**Short exercise 1:** List every property name that appears inside the script block of the passage.
**Short exercise 2:** Reproduce the passage verbatim from "If a word contains" to "then separated (com-mu-niqué).".

**Passage:**
If a word contains a letter that is not part of the alphabet defined in the sample file, this word is not hyphenated by default. This is the case for example with “communiqué”. The letter “é” is not in the English alphabet, so the word cannot be hyphenated. These problems can be solved with letter substitutions. If you want to use the letter “e” instead of the letter “é” for the hyphenation process, you can specify this accordingly (see example). “communiqué” is then separated (com-mu-niqué).

The substitute object must contain language-codes as keys. The values are objects theirselves, with the characters to be substituted as keys and the substituting characters as values (both lowercase only – Hyphenopoly handles all the letter casing, if necessary).

timeout

type: number
default: 1000

Sets a timeout in ms after which in case of a failure Hyphenopoly stops executing and unhides the text.

<script>
var Hyphenopoly = {
    require: {...},
    paths: {...},
    setup: {
        timeout: 1000,
        selectors: {...}
    }
};
</script>

To prevent a Flash Of Unhyphenated Content (FOUHC) Hyphenopoly_Loader.js hides text to be hyphenated until hyphenation is done. If something goes wrong (e.g. a resource didn’t load correctly) this timeout saves us from an empty page. The timeout is cleared when hyphenation succeeds. If the timeout kicks in, the onTimeOutevent is fired.

**Data entries:**

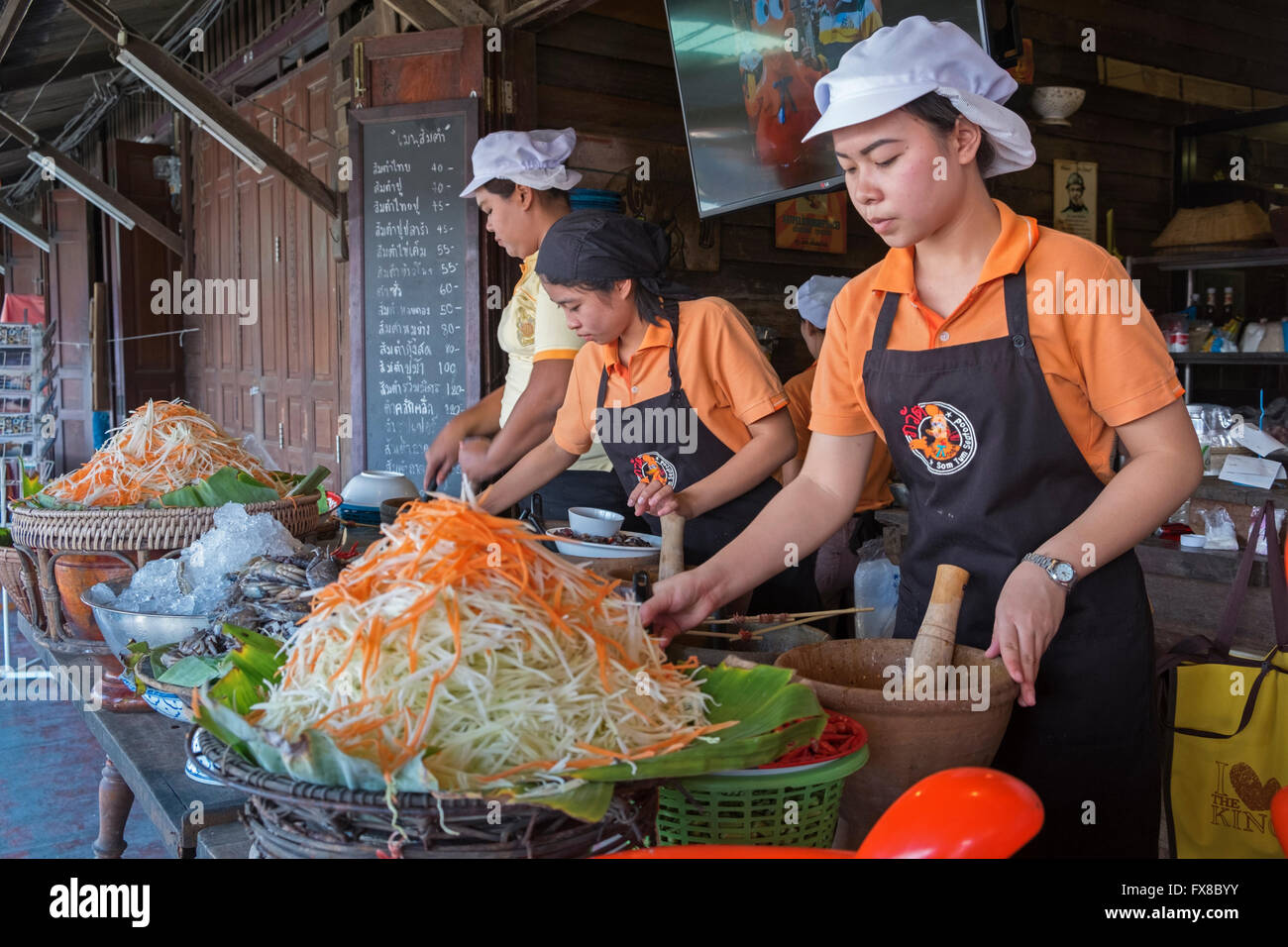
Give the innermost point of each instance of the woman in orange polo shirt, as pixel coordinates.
(838, 557)
(677, 389)
(977, 355)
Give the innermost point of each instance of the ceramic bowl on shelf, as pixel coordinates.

**Written answer 1:** require, paths, setup, timeout, selectors

**Written answer 2:**
If a word contains a letter that is not part of the alphabet defined in the sample file, this word is not hyphenated by default. This is the case for example with “communiqué”. The letter “é” is not in the English alphabet, so the word cannot be hyphenated. These problems can be solved with letter substitutions. If you want to use the letter “e” instead of the letter “é” for the hyphenation process, you can specify this accordingly (see example). “communiqué” is then separated (com-mu-niqué).